* _WRITTEN TASKS_
(A) Answer these questions from the passage on humility:
(i) What shade is said to be found in every face, especially in the shaded areas?
(ii) Which Gospel verse is cited for the saying about exalting and humbling oneself?
(iii) Besides a virtue, what else is humility called?
(B) Repeat word for word the part of the passage on humility that begins at "To be a person" and stop after "with the Divine.".

— START EXTRACT PROVIDED —

The Catholic faith is an “earthy” faith, which is appropriate being that it is sacramental. Grace is not opposed to the “stuff” of the earth (grain ground up, the flow of water, the scent of oil, the wax of candles, the touch of hands in blessing, even ones very blood, sweat and tears). Grace does not stand in opposition to any of this – in fact, grace works through and transforms through these very “earthy” realities.

Over the past few years I have developed an interest in iconography even to the point of learning to write (paint) my own icons. I have learned much through this process and one thing that has shifted for me through all of this is my appreciation of the complexity of the human face. I look at people differently now due to the discipline of iconography. I have come to appreciate the number of colors and differing hues present in the face of the person I encounter. We tend to think, “Well, a person is one color or another…” and write it off at that but this is not necessarily so. The human face consists in an amazing variety of colors and hues – reds, yellows, differing shades and levels of brown and also green … in fact, an earthy shade of green. In every face, especially in the shaded areas, there is found a hue of green. This is why in iconography one of the base colors used for skin is an earthy green. I also wonder if it might be where we get the saying “green with envy”. (Maybe its God’s way of engineering within our very makeup a way of letting us know when we are getting ahead of ourselves and that we might do well to remember our roots. A spiritual mood ring, so to say.)

To be a person of humility is to know oneself. It is to realize that we are close to the earth and to realize that grace is not opposed to this but rather works within and through this truth. And that in humility itself can be found a place of encounter with grace.

“For everyone who exalts himself will be humbled, but the one who humbles himself will be exalted.” (Lk 14: 11) Here, Christ is not just giving his disciples an easy remedy to the temptation of pride – the ever-present temptation of seeking after the higher places – but in the command Christ is also directing our attention to a location, to a specific place of encounter with the Divine.

To seek the lowly place, to humble oneself is to go where the “lowly” are found. Those not deemed worthy of a seat of honor in the world’s banquet. Here are found the outcasts, the poor and little ones, the ones of little or no worth in the world’s eyes but the ones who are beloved of God. The ones who enjoy the companionship of God. To “humble oneself” therefore means to go to that place where God can be found – the place that is lowly, the place that is earthy. This place might be found in the exterior action of the disciple seeking the other, it might be found in the interior action of the disciple going to the lowly places of his or her own heart. Either way, God is encountered.

Humility is a virtue and it is also a place – a place of encounter between the self and God. It is where God is companion and we realize the truth of who we are – both earthy and graced.

“Whoever exalts himself will be humbled, but the one who humbles himself will be exalted.”

— END EXTRACT PROVIDED —
— START RECORDS SUPPLIED —

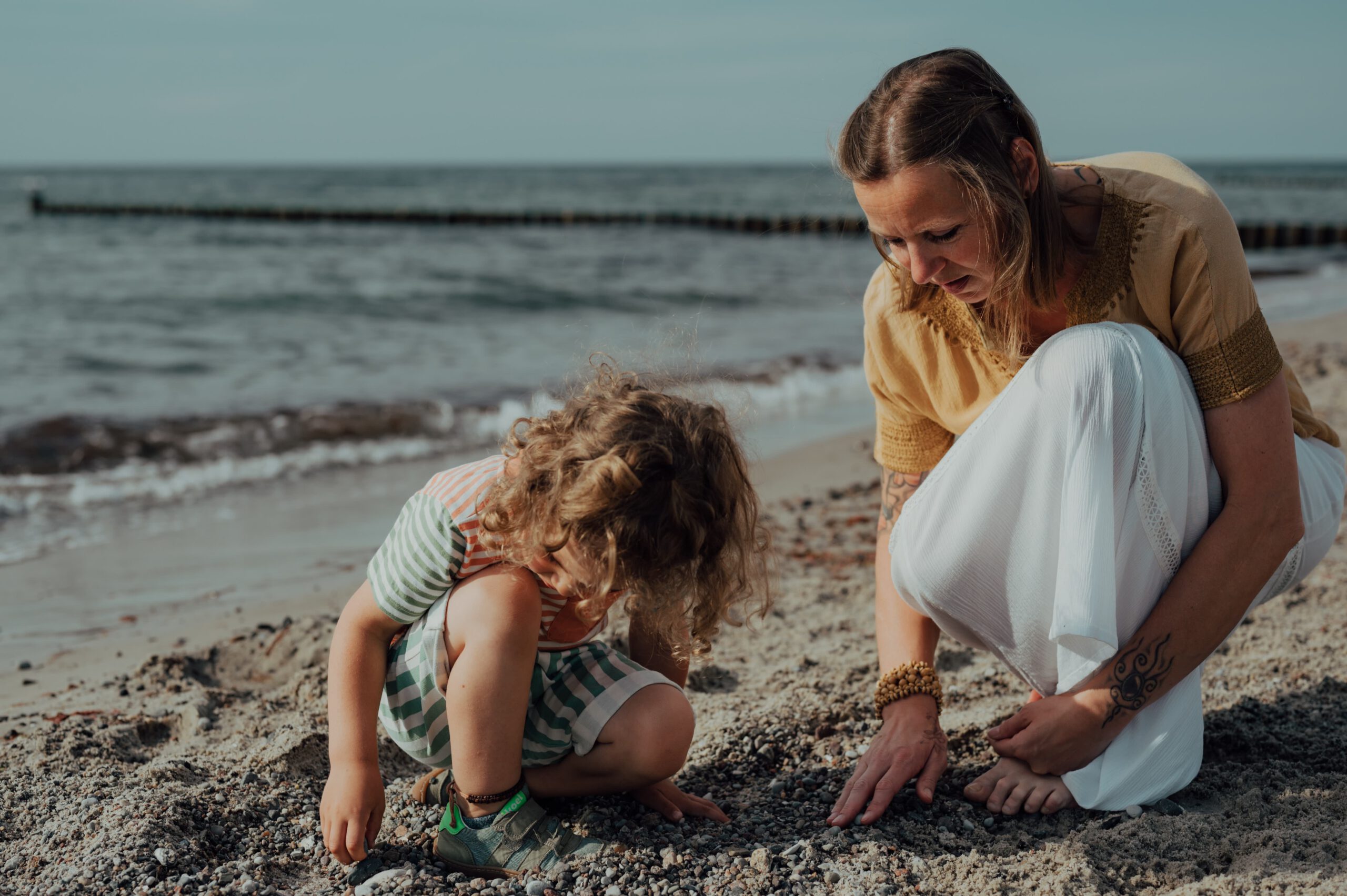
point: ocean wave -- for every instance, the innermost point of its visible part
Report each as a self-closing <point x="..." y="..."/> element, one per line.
<point x="61" y="477"/>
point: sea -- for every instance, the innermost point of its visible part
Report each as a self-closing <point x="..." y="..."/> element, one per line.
<point x="150" y="361"/>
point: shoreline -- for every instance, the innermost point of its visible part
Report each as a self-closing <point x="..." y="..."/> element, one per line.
<point x="179" y="588"/>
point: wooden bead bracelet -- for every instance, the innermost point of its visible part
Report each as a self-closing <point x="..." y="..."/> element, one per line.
<point x="904" y="681"/>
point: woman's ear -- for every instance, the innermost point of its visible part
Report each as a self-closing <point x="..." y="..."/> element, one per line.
<point x="1026" y="164"/>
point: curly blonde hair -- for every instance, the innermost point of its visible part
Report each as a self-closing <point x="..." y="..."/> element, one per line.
<point x="650" y="487"/>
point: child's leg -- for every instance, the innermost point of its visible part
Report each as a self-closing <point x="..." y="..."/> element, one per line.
<point x="491" y="631"/>
<point x="646" y="741"/>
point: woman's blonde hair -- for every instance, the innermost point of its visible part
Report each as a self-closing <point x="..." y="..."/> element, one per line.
<point x="951" y="108"/>
<point x="654" y="489"/>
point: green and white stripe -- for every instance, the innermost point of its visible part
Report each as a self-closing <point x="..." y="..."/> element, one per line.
<point x="571" y="696"/>
<point x="418" y="561"/>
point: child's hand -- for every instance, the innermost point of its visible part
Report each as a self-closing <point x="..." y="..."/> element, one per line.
<point x="352" y="810"/>
<point x="672" y="803"/>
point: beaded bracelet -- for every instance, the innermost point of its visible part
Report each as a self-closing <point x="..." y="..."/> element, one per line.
<point x="906" y="681"/>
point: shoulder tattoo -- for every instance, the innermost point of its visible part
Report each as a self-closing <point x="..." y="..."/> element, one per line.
<point x="895" y="491"/>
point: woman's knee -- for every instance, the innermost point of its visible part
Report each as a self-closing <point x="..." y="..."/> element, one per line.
<point x="1081" y="357"/>
<point x="654" y="731"/>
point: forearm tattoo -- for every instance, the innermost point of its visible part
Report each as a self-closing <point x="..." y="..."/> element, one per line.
<point x="895" y="492"/>
<point x="1136" y="676"/>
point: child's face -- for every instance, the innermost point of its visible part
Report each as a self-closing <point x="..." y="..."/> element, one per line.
<point x="568" y="573"/>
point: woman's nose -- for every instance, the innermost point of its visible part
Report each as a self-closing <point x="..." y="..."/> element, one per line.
<point x="923" y="265"/>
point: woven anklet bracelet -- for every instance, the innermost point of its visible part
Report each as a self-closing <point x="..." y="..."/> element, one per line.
<point x="906" y="681"/>
<point x="481" y="799"/>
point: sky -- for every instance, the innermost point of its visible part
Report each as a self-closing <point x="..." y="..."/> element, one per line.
<point x="439" y="81"/>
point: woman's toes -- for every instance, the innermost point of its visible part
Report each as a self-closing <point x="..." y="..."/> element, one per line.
<point x="978" y="790"/>
<point x="1000" y="794"/>
<point x="1058" y="799"/>
<point x="1016" y="799"/>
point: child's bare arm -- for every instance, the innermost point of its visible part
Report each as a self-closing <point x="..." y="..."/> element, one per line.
<point x="354" y="799"/>
<point x="655" y="652"/>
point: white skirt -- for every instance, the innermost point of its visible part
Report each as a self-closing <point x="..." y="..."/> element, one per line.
<point x="1052" y="526"/>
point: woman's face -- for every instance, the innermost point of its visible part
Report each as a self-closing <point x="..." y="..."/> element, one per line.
<point x="930" y="231"/>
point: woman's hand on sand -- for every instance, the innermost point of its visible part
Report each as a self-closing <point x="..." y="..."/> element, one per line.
<point x="672" y="803"/>
<point x="352" y="810"/>
<point x="1058" y="734"/>
<point x="911" y="744"/>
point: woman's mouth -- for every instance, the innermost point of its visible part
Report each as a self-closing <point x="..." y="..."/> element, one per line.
<point x="956" y="287"/>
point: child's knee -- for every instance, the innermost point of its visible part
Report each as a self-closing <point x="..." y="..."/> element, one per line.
<point x="660" y="732"/>
<point x="499" y="606"/>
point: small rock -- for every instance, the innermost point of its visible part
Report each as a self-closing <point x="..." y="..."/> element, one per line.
<point x="364" y="870"/>
<point x="380" y="879"/>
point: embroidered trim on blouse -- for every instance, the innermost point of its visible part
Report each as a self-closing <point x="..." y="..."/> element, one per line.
<point x="911" y="448"/>
<point x="1108" y="275"/>
<point x="1235" y="367"/>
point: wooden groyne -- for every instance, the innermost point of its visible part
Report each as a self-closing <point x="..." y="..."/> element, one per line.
<point x="1252" y="235"/>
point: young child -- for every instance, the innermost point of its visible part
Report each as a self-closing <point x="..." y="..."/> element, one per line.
<point x="492" y="589"/>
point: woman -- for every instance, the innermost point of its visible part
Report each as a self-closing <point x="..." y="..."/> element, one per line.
<point x="1136" y="465"/>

— END RECORDS SUPPLIED —

* _RESULTS FOR EACH TASK_
(A)
(i) An earthy shade of green.
(ii) Luke 14:11.
(iii) A place, specifically a place of encounter between the self and God.

(B)
To be a person of humility is to know oneself. It is to realize that we are close to the earth and to realize that grace is not opposed to this but rather works within and through this truth. And that in humility itself can be found a place of encounter with grace.

“For everyone who exalts himself will be humbled, but the one who humbles himself will be exalted.” (Lk 14: 11) Here, Christ is not just giving his disciples an easy remedy to the temptation of pride – the ever-present temptation of seeking after the higher places – but in the command Christ is also directing our attention to a location, to a specific place of encounter with the Divine.